Exercise input:
━━━

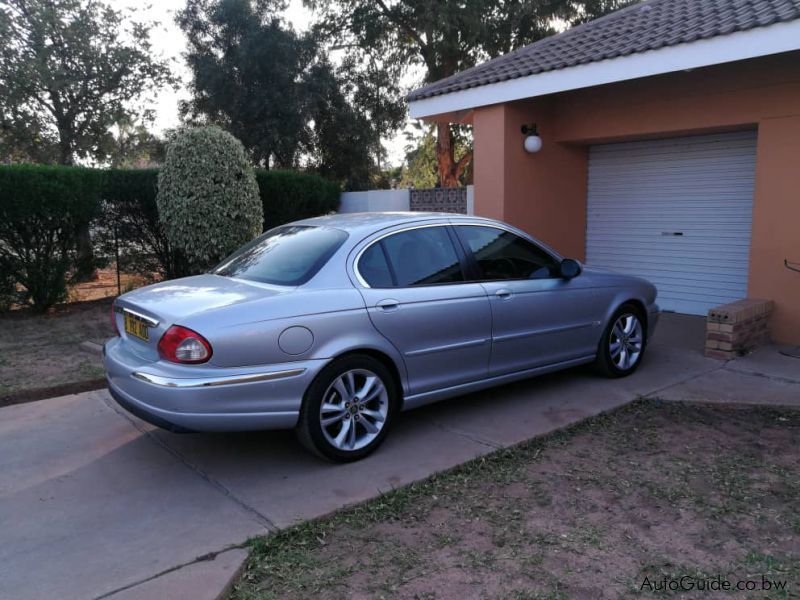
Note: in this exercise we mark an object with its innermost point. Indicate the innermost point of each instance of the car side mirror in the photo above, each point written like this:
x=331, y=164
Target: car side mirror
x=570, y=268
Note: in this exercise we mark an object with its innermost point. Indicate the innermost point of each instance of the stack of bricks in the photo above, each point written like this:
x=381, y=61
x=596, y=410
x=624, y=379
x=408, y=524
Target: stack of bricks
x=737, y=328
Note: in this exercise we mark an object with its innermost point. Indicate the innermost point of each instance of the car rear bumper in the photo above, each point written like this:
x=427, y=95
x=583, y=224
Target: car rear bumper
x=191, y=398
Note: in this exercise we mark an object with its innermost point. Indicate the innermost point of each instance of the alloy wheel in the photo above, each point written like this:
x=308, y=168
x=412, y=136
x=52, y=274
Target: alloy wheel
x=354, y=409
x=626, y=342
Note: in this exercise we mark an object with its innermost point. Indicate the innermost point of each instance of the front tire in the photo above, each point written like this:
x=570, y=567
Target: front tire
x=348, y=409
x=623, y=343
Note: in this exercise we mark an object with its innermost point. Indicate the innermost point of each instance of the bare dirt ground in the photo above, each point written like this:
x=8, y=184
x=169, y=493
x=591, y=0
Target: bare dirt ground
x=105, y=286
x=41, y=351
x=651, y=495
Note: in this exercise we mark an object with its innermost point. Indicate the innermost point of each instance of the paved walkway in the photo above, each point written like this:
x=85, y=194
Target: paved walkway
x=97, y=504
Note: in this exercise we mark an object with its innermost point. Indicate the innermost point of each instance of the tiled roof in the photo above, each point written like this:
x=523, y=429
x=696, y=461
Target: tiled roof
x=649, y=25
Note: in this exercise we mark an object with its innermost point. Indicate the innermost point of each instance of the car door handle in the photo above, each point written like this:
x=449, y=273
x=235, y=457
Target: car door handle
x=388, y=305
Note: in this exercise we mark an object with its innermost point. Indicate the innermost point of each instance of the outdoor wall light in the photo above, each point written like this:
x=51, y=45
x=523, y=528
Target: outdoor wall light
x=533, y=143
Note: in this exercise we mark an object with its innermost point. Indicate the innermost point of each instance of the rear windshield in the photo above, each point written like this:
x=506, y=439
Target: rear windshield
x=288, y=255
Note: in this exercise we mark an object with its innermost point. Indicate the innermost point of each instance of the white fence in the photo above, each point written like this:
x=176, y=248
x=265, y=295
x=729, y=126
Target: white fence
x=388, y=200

━━━

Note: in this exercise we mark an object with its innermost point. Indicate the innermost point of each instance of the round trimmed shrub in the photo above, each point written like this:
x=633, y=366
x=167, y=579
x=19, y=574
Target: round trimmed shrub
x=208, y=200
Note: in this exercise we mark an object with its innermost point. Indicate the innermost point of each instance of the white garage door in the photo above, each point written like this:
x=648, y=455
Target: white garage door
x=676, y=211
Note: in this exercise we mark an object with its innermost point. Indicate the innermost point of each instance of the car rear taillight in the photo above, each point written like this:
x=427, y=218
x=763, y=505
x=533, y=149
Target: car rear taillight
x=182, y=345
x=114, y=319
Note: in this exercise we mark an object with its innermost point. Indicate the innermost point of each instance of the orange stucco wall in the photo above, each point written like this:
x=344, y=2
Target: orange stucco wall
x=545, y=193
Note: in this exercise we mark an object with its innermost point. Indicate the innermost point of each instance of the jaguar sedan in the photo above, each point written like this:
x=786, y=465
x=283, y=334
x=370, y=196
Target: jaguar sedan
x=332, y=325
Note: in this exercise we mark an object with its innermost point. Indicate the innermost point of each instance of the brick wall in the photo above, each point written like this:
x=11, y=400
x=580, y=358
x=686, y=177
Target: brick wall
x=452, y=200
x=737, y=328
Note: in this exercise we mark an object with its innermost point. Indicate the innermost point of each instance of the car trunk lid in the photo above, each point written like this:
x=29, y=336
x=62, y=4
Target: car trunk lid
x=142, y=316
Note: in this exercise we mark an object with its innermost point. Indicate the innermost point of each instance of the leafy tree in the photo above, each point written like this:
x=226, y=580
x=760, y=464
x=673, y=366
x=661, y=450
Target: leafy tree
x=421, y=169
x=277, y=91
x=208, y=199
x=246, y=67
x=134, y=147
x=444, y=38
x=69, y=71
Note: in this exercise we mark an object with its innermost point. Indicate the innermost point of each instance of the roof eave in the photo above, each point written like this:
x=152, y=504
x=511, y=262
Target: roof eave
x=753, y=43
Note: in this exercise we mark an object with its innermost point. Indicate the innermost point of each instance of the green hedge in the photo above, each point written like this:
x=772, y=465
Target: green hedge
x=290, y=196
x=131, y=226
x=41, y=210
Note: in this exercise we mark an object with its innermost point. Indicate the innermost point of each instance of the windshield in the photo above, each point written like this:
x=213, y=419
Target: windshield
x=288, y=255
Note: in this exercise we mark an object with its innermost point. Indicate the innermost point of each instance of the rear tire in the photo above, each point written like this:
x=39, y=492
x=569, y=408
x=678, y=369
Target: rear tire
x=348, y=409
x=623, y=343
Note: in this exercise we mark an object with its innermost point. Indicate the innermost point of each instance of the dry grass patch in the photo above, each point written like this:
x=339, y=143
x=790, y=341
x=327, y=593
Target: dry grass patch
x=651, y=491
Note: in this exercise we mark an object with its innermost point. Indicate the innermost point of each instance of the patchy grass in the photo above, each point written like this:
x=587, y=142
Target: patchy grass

━━━

What is being asked: Where a line of the material holds the word "patchy", copy that line.

Response to the task:
Note: in this exercise we mark an object with its innermost point. Indicate the innermost point of each instance of the patchy grass in the photo above, each point written like this:
Target: patchy grass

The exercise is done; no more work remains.